§ Document text:
Over the next 15 years, digital banking will give over 2 billion people an unprecedented level of control over their financial assets, according to the Gates Foundation. The key to this access will be mobile phones.
In its annual letter published Thursday, the Bill and Melinda Gates Foundation outlined its goals for the next 15 years, one of which is to help the poor transform their lives by giving them access to mobile banking.
The letter states that roughly 25 billion adults in the world do not currently have a bank account, which prevents them from effectively using what little assets they have.
The lack of access to efficient financial services means many poor people often waste valuable time and money delivering cash to family members by hand or paying high interest rates to unregulated moneylenders. Instead of storing their assets in banks, they hide their cash under the mattress where it only loses value over time.
The Gates Foundation predicts that by 2030, the 2 billion people who don’t have a bank account will be making payments and purchases with their phones. They will also use their phones to store money with mobile money providers that will provide them with a full range of financial services — from loans to interest-bearing savings accounts.
It doesn’t make financial sense to build a bank branch in a remote village because the poor only save and borrow in small amounts. But as the letter points out, the marginal cost of producing a digital transaction is near zero, and over 70% of adults in developing countries own mobile phones — this means mobile banking companies would receive small commissions of millions of transactions at a negligible cost to them. In this way, mobile banking companies would profit from providing their services to even the poorest individuals.

§ Explore the material:
• a. Using the article on mobile banking, decide whether each statement agrees with it: (i) The foundation expects that by 2030 people without a bank account will make payments and purchases with their phones. (ii) Building a bank branch in a remote village makes financial sense. (iii) Fewer than half of adults in developing countries own mobile phones. Give yes or no for each, with the deciding words from the article quoted.
• b. Answer these questions from the article on mobile banking:
(i) On what day was the foundation's annual letter published?
(ii) What happens over time to cash hidden under the mattress?
(iii) According to the letter, what is the marginal cost of producing a digital transaction?
• c. Please output the part of the article on mobile banking starting with "The letter states" and going on through "value over time.".

§ Given data:
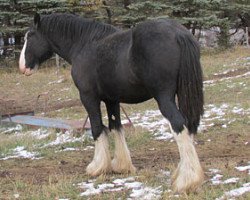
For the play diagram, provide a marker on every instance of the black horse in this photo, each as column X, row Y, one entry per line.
column 157, row 59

§ Answer set:
• a.
(i) Yes: "by 2030, the 2 billion people who don’t have a bank account will be making payments and purchases with their phones"
(ii) No: "It doesn’t make financial sense to build a bank branch in a remote village"
(iii) No: "over 70% of adults in developing countries own mobile phones"

• b.
(i) Thursday.
(ii) It only loses value.
(iii) Near zero.

• c.
The letter states that roughly 25 billion adults in the world do not currently have a bank account, which prevents them from effectively using what little assets they have.
The lack of access to efficient financial services means many poor people often waste valuable time and money delivering cash to family members by hand or paying high interest rates to unregulated moneylenders. Instead of storing their assets in banks, they hide their cash under the mattress where it only loses value over time.